• Фрагмент текста:
Наверное, не стоило говорить, что мое детство было ужасным. Но оно было примечательным, оно прошло в небольшом местечке, где жило всего 80 человек. Мой отец был лесорубом, а мать — сельской учительницей. Но прежде чем выучиться на учительницу, она тоже была обычной девушкой из крестьянской семьи. Этот поселок был очень религиозным. Моя мать чрезвычайно увлекалась духовным пробуждением. Поэтому я получил очень строгое религиозное воспитание. Духовное пробуждение, на которое повлиял герметизм, имеет ряд своих особенностей. Это значит, например что существует целый перечень того, что делать запрещено. Нельзя ходить в театр — но это никому не мешало, так как театра в поселке не было. Мне нельзя было ходить в кино, играть в футбол по воскресеньям, разумеется, нельзя было пить алкоголь, играть в карты — словом, был целый перечень занятий, считавшихся грешными. И когда я рассказываю о своем детстве, то большинству людей оно представляется совершенно ужасным. С другой стороны, я родился в фундаменталистской среде. И в этом обществе возникал ряд экзистенциальных вопросов: что такое грех? Что такое вина? В чем смысл жизни? Что такое рай и ад? Что есть запрет? И так далее. На эти вопросы существовало множество ответов. И ответы тоже были фундаменталистскими. Вполне определенными. С другой стороны, если ты впоследствии становишься писателем, то такая среда для тебя просто прекрасна. Потому что эти люди ставят перед тобой важные экзистенциальные вопросы. Я не знал ничего о театре, кино и т. д. Но самый важный вопрос — почему мы здесь? в чем смысл жизни? — ставился на протяжении этого ужасного и прекрасного детства. А если ты собираешься стать писателем, то это как раз то, что нужно.


Пер Улов, скажите, а вы верующий человек?

• Список задач:
- a) Сколько человек жило в местечке, о котором говорится в тексте о детстве в религиозном поселке?
- b) Продолжите текст о детстве в религиозном поселке, начав сразу после его последней фразы.
Данные получены из другого источника.

• Предоставленные данные:
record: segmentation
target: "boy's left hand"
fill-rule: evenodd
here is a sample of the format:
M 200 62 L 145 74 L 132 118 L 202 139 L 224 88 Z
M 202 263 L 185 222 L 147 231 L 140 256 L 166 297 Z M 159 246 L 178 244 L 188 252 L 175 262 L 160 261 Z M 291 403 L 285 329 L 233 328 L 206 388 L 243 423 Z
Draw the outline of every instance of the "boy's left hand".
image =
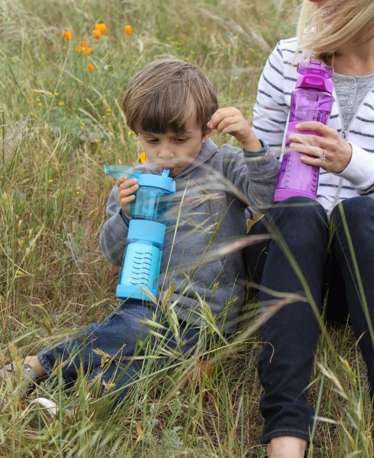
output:
M 235 107 L 218 109 L 208 123 L 208 127 L 215 129 L 221 135 L 233 135 L 248 151 L 260 151 L 263 148 L 241 111 Z

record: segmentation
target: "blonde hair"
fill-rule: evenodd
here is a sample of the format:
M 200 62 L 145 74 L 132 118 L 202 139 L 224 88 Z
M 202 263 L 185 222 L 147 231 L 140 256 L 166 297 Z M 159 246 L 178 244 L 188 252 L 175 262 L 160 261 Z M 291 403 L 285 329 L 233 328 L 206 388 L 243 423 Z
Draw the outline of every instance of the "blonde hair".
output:
M 298 23 L 299 48 L 322 60 L 342 47 L 360 40 L 364 42 L 374 36 L 373 0 L 329 0 L 324 9 L 336 8 L 324 20 L 317 5 L 304 0 Z
M 126 122 L 135 133 L 184 132 L 192 120 L 204 136 L 218 107 L 216 92 L 203 70 L 171 56 L 151 62 L 136 75 L 122 102 Z

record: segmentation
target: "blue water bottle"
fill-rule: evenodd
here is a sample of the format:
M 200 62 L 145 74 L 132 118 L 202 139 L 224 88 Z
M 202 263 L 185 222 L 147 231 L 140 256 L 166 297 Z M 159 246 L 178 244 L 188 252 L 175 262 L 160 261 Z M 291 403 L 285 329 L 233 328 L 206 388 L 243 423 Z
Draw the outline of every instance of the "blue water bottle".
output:
M 169 172 L 164 170 L 161 175 L 155 175 L 136 170 L 129 175 L 137 178 L 139 189 L 130 204 L 127 241 L 116 291 L 121 299 L 154 300 L 157 297 L 167 224 L 165 214 L 176 191 Z

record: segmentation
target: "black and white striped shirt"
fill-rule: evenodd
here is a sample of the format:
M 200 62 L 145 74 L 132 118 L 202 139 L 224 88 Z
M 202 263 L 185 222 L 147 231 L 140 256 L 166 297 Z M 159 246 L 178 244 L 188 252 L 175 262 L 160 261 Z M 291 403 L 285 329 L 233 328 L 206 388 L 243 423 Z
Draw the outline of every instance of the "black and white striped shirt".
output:
M 253 109 L 254 133 L 277 155 L 281 152 L 291 93 L 299 76 L 297 64 L 309 60 L 301 51 L 296 55 L 296 38 L 281 40 L 269 56 L 260 77 Z M 334 90 L 328 125 L 351 144 L 353 154 L 351 162 L 340 174 L 321 169 L 317 199 L 328 214 L 340 200 L 357 195 L 374 198 L 374 78 L 372 82 L 364 96 L 361 96 L 361 102 L 346 127 L 342 127 L 343 115 Z M 347 93 L 349 92 L 348 88 Z

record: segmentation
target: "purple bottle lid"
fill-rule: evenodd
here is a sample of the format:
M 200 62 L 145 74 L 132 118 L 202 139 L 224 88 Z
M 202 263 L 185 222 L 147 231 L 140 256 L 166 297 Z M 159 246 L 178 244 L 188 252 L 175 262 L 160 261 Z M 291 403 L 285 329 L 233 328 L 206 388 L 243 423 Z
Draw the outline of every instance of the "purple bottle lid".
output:
M 325 91 L 332 94 L 333 84 L 331 79 L 334 69 L 320 61 L 299 62 L 297 71 L 301 75 L 296 81 L 295 89 L 304 88 Z

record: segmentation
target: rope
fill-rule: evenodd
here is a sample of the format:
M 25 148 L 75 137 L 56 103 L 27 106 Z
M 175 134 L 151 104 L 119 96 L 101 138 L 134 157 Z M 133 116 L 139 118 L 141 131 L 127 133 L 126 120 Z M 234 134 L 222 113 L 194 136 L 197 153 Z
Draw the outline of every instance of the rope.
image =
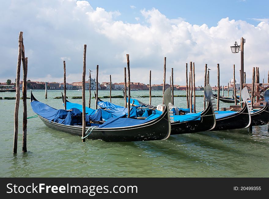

• Ответы по задачам:
- a) Всего 80 человек.

- b)
Я был верующим. Я рос с чувством сильной фундаментальной веры. И я медленно уходил от этого в сторону. Больше я не верю ни в ад, ни в рай. Но я считаю, что очень важно поставить перед собой этот основной вопрос — в чем смысл жизни? Со мной не произошло никакого внезапного превращения, я не стал ни с того ни с сего атеистом, я постепенно уходил в сторону от христианского фундаментализма. Мне сложно обозначить это каким-то термином, но меня по-прежнему очень волнуют — если можно так сказать — вопросы христианства. Я часто говорю с богословами, обсуждаю эти обстоятельства моей жизни, чтобы понять, кто же я на самом деле.


Вы больше даже говорили о религиозности. Но в принципе само существование Бога вызывает у вас сомнения? Вы думаете, скорее, что Бог есть или его нет?

Никакого Бога не существует. Если ставить вопрос таким образом — есть Бог или нет, — то ответ будет таким: никакого Бога не существует. Не существует Бога в том виде, в каком он есть в представлениях христианства или ислама. Это разновидность фиксации на личности. Но если поставить вопрос так: есть ли Бог внутри меня, и как я его воспринимаю, и как я пытаюсь при помощи этого Бога наполнить смыслом свою жизнь, — так вот, на этот вопрос я отвечу: да, Бог существует внутри меня.


В 60-е годы, в годы такого научного оптимизма, практически во всем мире и в Европе в частности, вы пишете один из своих романов — «Пятая зима магнетизера», где затрагиваете совершенно другие вопросы. Вы пишете о мистике, о вере, о лжи, обмане в противовес рационализму. Это был намеренный шаг? То есть эта проблема вас тогда уже волновала?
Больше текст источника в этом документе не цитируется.